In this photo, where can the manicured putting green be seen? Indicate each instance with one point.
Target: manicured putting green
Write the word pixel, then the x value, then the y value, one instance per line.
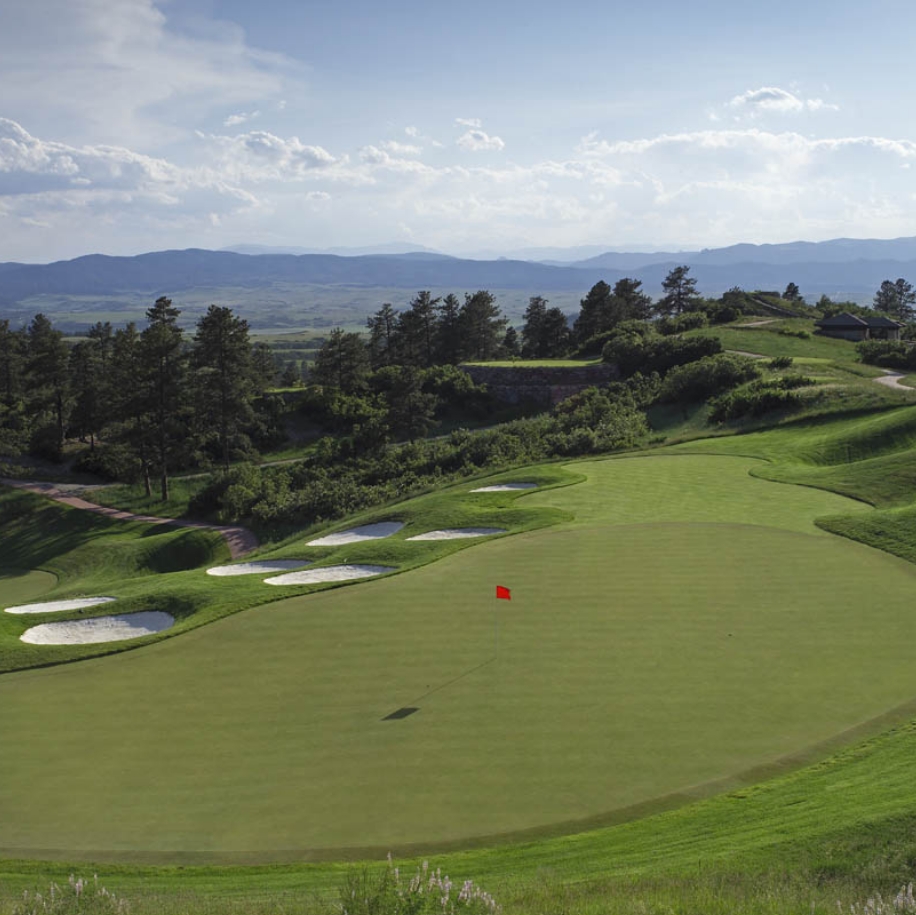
pixel 634 660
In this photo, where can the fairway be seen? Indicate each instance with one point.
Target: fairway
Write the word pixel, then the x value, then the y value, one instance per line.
pixel 690 624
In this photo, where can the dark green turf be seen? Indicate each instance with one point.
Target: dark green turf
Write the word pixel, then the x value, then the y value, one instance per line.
pixel 635 659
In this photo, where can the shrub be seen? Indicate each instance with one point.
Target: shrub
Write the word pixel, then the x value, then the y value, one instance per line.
pixel 633 354
pixel 426 893
pixel 887 353
pixel 780 362
pixel 75 896
pixel 707 377
pixel 689 320
pixel 754 399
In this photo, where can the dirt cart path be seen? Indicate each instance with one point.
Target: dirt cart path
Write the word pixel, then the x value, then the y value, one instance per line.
pixel 240 540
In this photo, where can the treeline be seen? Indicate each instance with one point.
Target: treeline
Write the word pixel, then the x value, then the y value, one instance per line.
pixel 348 473
pixel 145 402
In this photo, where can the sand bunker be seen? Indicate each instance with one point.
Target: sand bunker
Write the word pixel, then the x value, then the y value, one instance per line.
pixel 99 629
pixel 262 567
pixel 59 606
pixel 357 534
pixel 328 573
pixel 459 533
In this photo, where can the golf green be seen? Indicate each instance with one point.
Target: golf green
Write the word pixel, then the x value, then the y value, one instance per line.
pixel 634 660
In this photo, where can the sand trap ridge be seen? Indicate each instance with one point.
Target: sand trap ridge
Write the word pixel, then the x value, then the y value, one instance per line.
pixel 99 629
pixel 261 567
pixel 357 534
pixel 328 573
pixel 59 606
pixel 459 533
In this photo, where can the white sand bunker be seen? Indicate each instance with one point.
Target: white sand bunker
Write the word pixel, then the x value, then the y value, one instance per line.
pixel 59 606
pixel 99 629
pixel 459 533
pixel 328 573
pixel 261 567
pixel 357 534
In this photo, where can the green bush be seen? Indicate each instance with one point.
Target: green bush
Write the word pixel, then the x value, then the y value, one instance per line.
pixel 754 399
pixel 889 354
pixel 780 362
pixel 707 377
pixel 649 354
pixel 689 320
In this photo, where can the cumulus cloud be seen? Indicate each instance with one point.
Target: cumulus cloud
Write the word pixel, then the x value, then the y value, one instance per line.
pixel 402 149
pixel 772 99
pixel 235 119
pixel 478 141
pixel 106 70
pixel 30 165
pixel 259 155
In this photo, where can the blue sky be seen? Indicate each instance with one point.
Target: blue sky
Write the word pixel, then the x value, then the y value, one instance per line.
pixel 135 125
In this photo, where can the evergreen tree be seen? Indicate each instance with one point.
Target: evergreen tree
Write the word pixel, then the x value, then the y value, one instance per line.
pixel 532 330
pixel 163 367
pixel 342 362
pixel 792 293
pixel 510 342
pixel 896 299
pixel 48 385
pixel 130 428
pixel 13 350
pixel 680 293
pixel 425 318
pixel 481 326
pixel 382 344
pixel 631 304
pixel 224 382
pixel 448 350
pixel 596 313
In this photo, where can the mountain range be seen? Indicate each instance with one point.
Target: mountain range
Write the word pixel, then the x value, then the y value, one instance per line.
pixel 845 267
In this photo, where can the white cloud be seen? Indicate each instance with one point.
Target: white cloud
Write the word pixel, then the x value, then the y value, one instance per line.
pixel 402 149
pixel 235 119
pixel 259 155
pixel 772 99
pixel 478 141
pixel 119 71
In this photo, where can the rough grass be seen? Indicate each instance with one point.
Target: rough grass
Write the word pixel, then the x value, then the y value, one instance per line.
pixel 94 555
pixel 828 834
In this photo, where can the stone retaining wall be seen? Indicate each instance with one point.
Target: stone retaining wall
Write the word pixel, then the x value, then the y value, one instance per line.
pixel 545 385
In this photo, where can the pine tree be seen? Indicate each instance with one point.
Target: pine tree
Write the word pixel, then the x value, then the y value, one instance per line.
pixel 223 380
pixel 163 366
pixel 680 293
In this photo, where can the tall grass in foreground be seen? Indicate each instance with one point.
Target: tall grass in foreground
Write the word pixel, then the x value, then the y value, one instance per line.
pixel 429 892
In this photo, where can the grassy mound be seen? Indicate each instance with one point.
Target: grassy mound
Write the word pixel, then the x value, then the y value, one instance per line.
pixel 742 649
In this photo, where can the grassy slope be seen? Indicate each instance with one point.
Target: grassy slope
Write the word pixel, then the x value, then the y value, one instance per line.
pixel 93 555
pixel 307 682
pixel 851 818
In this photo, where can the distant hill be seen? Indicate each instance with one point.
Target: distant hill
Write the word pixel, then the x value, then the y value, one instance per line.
pixel 843 267
pixel 836 251
pixel 395 247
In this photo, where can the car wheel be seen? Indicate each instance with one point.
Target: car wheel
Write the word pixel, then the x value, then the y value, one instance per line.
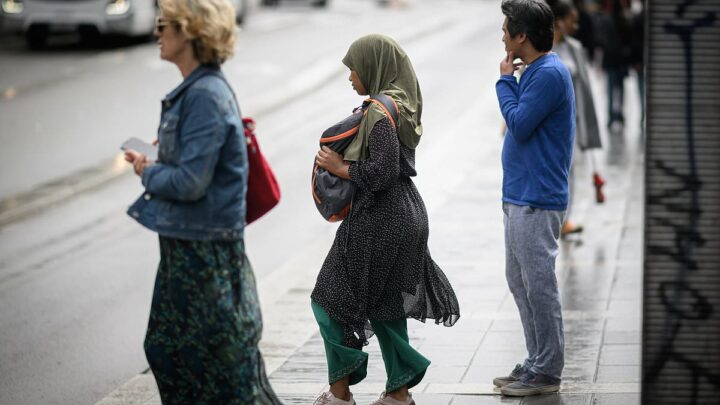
pixel 36 36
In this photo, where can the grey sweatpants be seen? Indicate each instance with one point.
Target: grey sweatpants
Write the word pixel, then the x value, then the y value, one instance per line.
pixel 531 246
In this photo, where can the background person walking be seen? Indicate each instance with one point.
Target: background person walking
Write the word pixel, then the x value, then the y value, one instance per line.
pixel 540 115
pixel 205 325
pixel 587 130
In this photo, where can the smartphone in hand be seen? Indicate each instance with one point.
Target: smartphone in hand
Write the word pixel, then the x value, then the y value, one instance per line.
pixel 140 146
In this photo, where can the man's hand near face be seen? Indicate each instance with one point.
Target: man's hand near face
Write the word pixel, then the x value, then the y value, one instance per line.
pixel 507 67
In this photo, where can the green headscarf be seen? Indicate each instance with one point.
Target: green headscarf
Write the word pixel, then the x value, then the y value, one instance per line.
pixel 383 67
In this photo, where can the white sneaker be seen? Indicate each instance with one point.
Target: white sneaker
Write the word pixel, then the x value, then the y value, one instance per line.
pixel 386 400
pixel 327 398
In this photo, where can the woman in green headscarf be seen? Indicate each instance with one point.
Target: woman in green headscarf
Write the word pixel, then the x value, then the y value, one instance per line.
pixel 379 271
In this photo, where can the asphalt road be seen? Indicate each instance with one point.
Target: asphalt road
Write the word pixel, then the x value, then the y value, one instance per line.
pixel 76 277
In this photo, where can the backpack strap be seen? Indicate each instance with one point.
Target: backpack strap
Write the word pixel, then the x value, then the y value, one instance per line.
pixel 387 104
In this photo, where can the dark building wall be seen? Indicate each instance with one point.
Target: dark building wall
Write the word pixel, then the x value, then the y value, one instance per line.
pixel 681 308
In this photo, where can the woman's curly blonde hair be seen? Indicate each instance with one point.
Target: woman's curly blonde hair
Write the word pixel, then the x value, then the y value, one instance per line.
pixel 208 24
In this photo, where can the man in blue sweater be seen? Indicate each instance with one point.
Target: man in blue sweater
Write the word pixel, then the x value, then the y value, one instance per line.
pixel 540 115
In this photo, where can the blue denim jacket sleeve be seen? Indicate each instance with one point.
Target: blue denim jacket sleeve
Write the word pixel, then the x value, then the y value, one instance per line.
pixel 202 134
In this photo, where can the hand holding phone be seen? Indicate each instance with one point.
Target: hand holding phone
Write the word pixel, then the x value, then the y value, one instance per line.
pixel 140 146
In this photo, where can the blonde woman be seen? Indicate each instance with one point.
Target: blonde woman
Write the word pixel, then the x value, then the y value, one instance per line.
pixel 205 323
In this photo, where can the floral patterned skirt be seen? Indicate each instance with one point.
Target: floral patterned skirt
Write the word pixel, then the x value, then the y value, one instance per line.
pixel 205 325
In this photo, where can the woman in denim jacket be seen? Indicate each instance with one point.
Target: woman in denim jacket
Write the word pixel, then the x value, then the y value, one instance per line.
pixel 205 324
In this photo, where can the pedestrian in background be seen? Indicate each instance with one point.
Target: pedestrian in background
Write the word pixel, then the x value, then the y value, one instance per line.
pixel 615 42
pixel 379 271
pixel 585 32
pixel 205 323
pixel 587 131
pixel 537 151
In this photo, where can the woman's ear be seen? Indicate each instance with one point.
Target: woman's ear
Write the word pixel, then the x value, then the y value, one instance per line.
pixel 521 38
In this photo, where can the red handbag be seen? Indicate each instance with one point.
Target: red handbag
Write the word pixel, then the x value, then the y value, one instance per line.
pixel 263 190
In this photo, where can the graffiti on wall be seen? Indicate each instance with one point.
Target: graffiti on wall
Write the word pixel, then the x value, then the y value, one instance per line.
pixel 682 302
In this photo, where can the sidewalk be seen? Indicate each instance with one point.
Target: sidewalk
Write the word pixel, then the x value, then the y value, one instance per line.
pixel 599 273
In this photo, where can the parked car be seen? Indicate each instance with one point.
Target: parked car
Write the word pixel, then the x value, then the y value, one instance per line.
pixel 37 19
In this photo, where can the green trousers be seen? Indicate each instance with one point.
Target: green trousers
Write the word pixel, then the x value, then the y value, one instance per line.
pixel 403 364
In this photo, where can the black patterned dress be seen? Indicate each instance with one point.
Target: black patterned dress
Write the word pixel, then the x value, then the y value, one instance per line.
pixel 379 266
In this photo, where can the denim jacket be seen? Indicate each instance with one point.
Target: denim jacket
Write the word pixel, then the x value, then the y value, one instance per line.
pixel 196 189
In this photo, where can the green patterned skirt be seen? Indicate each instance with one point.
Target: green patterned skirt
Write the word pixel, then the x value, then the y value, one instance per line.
pixel 205 325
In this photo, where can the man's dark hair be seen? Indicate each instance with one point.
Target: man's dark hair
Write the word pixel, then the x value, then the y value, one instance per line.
pixel 532 17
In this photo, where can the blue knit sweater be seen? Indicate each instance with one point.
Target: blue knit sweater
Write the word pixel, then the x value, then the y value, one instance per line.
pixel 540 117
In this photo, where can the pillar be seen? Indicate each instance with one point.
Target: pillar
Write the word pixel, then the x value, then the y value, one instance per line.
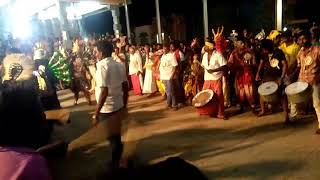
pixel 159 39
pixel 67 41
pixel 205 18
pixel 279 8
pixel 127 21
pixel 116 21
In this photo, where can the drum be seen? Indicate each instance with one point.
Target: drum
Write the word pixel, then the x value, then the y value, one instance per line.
pixel 268 92
pixel 203 102
pixel 298 92
pixel 26 64
pixel 62 116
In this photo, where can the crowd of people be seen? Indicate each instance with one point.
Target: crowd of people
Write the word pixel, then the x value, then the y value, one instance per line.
pixel 232 67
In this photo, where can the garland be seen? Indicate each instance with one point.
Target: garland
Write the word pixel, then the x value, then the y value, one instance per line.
pixel 60 68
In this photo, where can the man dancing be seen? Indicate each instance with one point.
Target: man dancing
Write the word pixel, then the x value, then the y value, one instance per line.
pixel 112 96
pixel 308 62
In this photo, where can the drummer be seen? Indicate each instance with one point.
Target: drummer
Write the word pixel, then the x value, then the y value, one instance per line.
pixel 309 62
pixel 272 67
pixel 290 49
pixel 242 61
pixel 215 65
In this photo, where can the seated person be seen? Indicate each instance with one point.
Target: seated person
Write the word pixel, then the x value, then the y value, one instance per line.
pixel 21 132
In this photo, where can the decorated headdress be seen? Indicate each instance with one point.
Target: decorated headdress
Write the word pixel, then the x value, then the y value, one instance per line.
pixel 17 67
pixel 210 45
pixel 261 35
pixel 273 34
pixel 39 51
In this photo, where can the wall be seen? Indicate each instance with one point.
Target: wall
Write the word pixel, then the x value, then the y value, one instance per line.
pixel 141 29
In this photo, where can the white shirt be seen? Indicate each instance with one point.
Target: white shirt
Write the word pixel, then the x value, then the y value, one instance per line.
pixel 135 64
pixel 182 58
pixel 217 60
pixel 110 74
pixel 168 63
pixel 117 58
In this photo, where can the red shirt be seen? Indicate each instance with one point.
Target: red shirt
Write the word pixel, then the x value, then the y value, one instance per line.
pixel 309 61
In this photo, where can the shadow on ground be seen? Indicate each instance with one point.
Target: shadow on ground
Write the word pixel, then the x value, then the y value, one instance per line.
pixel 257 170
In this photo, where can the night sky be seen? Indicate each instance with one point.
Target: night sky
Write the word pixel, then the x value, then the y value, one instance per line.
- - - - -
PROBLEM DESCRIPTION:
Every line above that includes the string "skirt" needs to be copied.

RESPONSE TO THE EXERCISE:
In this photo, where can the floral patterned skirt be seen? Indicate each instance with one point.
Target: floral patterned skirt
In this photo, where can the green patterned skirt be seen? Indicate each instance with one point.
Target: green patterned skirt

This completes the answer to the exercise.